### WHAT IS EXPECTED
Please retype the data in full, exactly as given.

===

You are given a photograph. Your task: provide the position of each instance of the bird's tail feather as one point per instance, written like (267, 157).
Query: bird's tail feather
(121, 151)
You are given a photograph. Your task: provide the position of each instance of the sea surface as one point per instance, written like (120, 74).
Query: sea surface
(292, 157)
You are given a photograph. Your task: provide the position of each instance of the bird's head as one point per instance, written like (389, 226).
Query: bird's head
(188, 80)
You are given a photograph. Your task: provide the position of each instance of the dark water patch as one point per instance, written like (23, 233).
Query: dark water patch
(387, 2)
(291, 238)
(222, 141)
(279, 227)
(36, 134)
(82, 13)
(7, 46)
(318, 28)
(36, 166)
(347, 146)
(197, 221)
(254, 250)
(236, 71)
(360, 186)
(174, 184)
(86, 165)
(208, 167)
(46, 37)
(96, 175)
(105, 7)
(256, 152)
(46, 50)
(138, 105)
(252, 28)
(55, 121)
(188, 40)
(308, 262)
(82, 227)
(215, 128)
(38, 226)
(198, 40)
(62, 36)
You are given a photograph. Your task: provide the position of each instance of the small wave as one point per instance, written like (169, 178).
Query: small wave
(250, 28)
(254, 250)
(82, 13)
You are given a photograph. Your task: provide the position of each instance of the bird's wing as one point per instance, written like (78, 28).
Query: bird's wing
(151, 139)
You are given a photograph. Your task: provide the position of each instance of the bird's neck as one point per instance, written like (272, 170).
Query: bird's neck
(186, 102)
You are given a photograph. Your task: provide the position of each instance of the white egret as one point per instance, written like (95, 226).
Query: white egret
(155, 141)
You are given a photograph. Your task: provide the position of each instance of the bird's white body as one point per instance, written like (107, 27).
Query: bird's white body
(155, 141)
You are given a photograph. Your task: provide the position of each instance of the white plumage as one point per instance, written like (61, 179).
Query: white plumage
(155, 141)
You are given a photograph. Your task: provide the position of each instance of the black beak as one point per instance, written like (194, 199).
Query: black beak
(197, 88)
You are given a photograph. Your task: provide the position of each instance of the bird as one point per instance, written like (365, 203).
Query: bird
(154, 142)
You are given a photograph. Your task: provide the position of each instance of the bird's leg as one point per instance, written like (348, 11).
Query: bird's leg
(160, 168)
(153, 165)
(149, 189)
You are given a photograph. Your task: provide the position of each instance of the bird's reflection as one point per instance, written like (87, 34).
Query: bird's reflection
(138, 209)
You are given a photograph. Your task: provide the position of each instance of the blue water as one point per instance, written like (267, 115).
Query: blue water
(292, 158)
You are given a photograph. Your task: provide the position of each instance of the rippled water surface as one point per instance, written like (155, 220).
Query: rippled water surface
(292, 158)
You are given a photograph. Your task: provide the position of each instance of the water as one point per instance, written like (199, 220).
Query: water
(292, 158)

===

### YOUR RESPONSE
You are given a photograph. Your task: provide the position of each instance of the bird's tail feather as one point per instance, written like (267, 157).
Query: bird's tail feather
(121, 151)
You are given a photograph. Your task: provide the position of each instance of the sea surface as one point per instance, written like (120, 74).
Query: sea surface
(292, 157)
You are given a photograph. Your task: provide the position of each instance of the bird's head as one point per instance, written like (389, 226).
Query: bird's head
(188, 80)
You are given a photograph. Your task: provide the position of each instance of the dark water patch as one point per instance, written like (23, 233).
Query: dark water patch
(387, 2)
(291, 238)
(222, 141)
(279, 227)
(36, 134)
(82, 13)
(7, 46)
(318, 28)
(36, 166)
(347, 146)
(197, 221)
(254, 250)
(236, 71)
(360, 186)
(174, 184)
(86, 165)
(208, 167)
(46, 37)
(96, 175)
(105, 7)
(256, 152)
(46, 50)
(138, 105)
(252, 28)
(55, 121)
(188, 40)
(308, 262)
(82, 227)
(215, 128)
(38, 226)
(198, 40)
(62, 36)
You are given a photograph. Your task: provide the position of each instance of the small wave as one point per instance, written like (169, 178).
Query: small wave
(250, 28)
(254, 250)
(82, 13)
You are given a photograph. Your task: provide the position of each instance of the bird's wing as one point per instance, written like (78, 28).
Query: bird's wing
(151, 139)
You are given a photograph. Your task: provide the position of each instance of the bird's neck as one point per instance, written like (272, 170).
Query: bird's neck
(186, 102)
You are given a photograph. Your task: provide the position of each instance of the white egret as one point per instance, written like (95, 226).
Query: white egret
(155, 141)
You are given a photograph. Your task: provide the position of each instance of the bird's white body as one point per instance, written like (107, 27).
Query: bird's white body
(155, 141)
You are given a photograph. Your task: provide the position of each instance of the white plumage as one point per instance, written like (61, 179).
Query: white plumage
(155, 141)
You are given a photograph. Your task: provide the position of each instance of the black beak as one point per instance, written like (194, 199).
Query: black beak
(197, 88)
You are given a photograph. Your task: provide the position of each instance of the bird as one point per instance, written like (365, 203).
Query: bird
(154, 142)
You are given a photograph. Your task: provide the position of each instance of the bird's leg as one point per instance, written like (348, 11).
Query: bird's leg
(160, 168)
(153, 165)
(149, 189)
You are given a photograph. Your task: provide the position of each instance of the bird's reflection as one point per instance, written like (87, 34).
Query: bird's reflection
(138, 209)
You are given a photograph. Your task: provide the position of each instance of the blue water as one point per instance, written like (267, 115).
Query: blue water
(292, 158)
You are given a photograph. Your task: provide the position of each instance of the rippled water surface as one point per instance, written like (155, 220).
Query: rippled water surface
(292, 158)
You are given a photograph. Your task: provide the position of each instance of the water as one point per instance, written like (199, 220).
Query: water
(292, 158)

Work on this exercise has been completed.